** Excerpts of pointing data **
+-------+

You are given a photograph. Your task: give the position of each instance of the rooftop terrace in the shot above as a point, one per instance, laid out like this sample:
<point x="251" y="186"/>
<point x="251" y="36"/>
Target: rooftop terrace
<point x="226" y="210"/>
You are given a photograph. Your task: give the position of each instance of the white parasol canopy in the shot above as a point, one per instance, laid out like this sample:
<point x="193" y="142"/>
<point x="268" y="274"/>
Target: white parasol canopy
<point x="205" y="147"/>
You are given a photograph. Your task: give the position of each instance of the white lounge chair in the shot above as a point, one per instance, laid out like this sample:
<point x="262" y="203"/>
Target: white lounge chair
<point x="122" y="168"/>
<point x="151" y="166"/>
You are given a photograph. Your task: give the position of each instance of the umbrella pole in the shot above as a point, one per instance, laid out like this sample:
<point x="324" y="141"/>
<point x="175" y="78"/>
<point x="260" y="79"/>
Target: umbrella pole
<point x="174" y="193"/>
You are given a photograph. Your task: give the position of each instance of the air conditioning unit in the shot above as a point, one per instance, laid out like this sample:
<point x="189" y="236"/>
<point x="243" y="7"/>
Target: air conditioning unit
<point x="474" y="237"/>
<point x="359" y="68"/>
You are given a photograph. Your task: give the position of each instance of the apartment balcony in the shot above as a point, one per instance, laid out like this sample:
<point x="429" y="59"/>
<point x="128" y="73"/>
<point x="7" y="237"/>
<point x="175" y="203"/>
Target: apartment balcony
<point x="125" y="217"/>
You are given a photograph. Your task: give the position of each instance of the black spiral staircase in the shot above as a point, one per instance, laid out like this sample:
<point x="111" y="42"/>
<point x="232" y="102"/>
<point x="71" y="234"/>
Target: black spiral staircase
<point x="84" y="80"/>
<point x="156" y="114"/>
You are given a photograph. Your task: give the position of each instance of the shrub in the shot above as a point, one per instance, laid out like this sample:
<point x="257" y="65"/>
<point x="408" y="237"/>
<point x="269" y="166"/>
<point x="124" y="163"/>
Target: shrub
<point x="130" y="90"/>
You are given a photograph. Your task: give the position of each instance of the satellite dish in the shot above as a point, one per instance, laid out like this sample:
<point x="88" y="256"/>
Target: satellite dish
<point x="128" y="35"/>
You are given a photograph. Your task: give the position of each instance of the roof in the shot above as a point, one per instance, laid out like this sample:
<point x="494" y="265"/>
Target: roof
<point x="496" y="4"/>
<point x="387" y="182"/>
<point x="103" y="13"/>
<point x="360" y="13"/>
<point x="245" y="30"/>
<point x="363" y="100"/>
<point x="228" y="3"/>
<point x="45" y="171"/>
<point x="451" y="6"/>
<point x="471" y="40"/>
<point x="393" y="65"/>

+-------+

** Exercise directions **
Word for word, quote all of the data above.

** Problem solution **
You are given a photograph. Your task: give the position of each instance of the rooftop terrace in the shot above as a point, one per instance, laid out like this sample:
<point x="251" y="186"/>
<point x="251" y="36"/>
Target: rooftop terrace
<point x="226" y="210"/>
You are given a photograph. Your task: give the position of each instance of the white parasol canopy in the shot above as a point, one per instance, laid out like this sample:
<point x="193" y="142"/>
<point x="268" y="274"/>
Target: white parasol canopy
<point x="205" y="147"/>
You are given a photograph. Your task: give the position of each instance of the white lounge chair in the shot above as a point, one per instance, laid out like this sample:
<point x="262" y="203"/>
Target: white lounge chair
<point x="122" y="168"/>
<point x="151" y="166"/>
You are given a photograph. Your task: give the position of each instance of the umbrella pole in the shot above as a point, one per instance, laid out like this sample:
<point x="324" y="141"/>
<point x="175" y="78"/>
<point x="260" y="79"/>
Target: umbrella pole
<point x="174" y="193"/>
You are given a photograph. Your task: give the position of each instance of the air conditioning unit in the shot above as a point, one per instance, laid out like this sample:
<point x="189" y="236"/>
<point x="243" y="7"/>
Target: air conditioning unit
<point x="474" y="237"/>
<point x="359" y="68"/>
You are given a photograph. Your task: give the position of each instance of the apartment balcony in the shot above as a point, one per instance, laid out like this sample:
<point x="429" y="59"/>
<point x="128" y="73"/>
<point x="7" y="237"/>
<point x="175" y="203"/>
Target: apartment balcony
<point x="125" y="217"/>
You are given a photograph. Your task: give the position of each instance of the black spiral staircase in the shot above as a point, one per instance, laid out like this sample:
<point x="111" y="42"/>
<point x="232" y="102"/>
<point x="71" y="234"/>
Target: black spiral staircase
<point x="84" y="80"/>
<point x="156" y="114"/>
You are given a photograph. Your task: give the position of each instance of the shrub in the shot above as a point, one per instance, laid out like this sample:
<point x="257" y="65"/>
<point x="408" y="237"/>
<point x="269" y="166"/>
<point x="124" y="163"/>
Target: shrub
<point x="130" y="90"/>
You are given a photograph. Your task: give the position of each instance of the satellite dish in the shot above as a point, one per instance, laid out like this sample:
<point x="88" y="256"/>
Target: satellite dish
<point x="128" y="35"/>
You are given a photograph. Your task: give the position of each instance of the roof in the shot above as a point, one per instance, laid out like this sample:
<point x="494" y="265"/>
Target: roof
<point x="496" y="4"/>
<point x="387" y="182"/>
<point x="103" y="13"/>
<point x="360" y="13"/>
<point x="245" y="30"/>
<point x="363" y="100"/>
<point x="228" y="3"/>
<point x="45" y="171"/>
<point x="451" y="6"/>
<point x="471" y="40"/>
<point x="393" y="65"/>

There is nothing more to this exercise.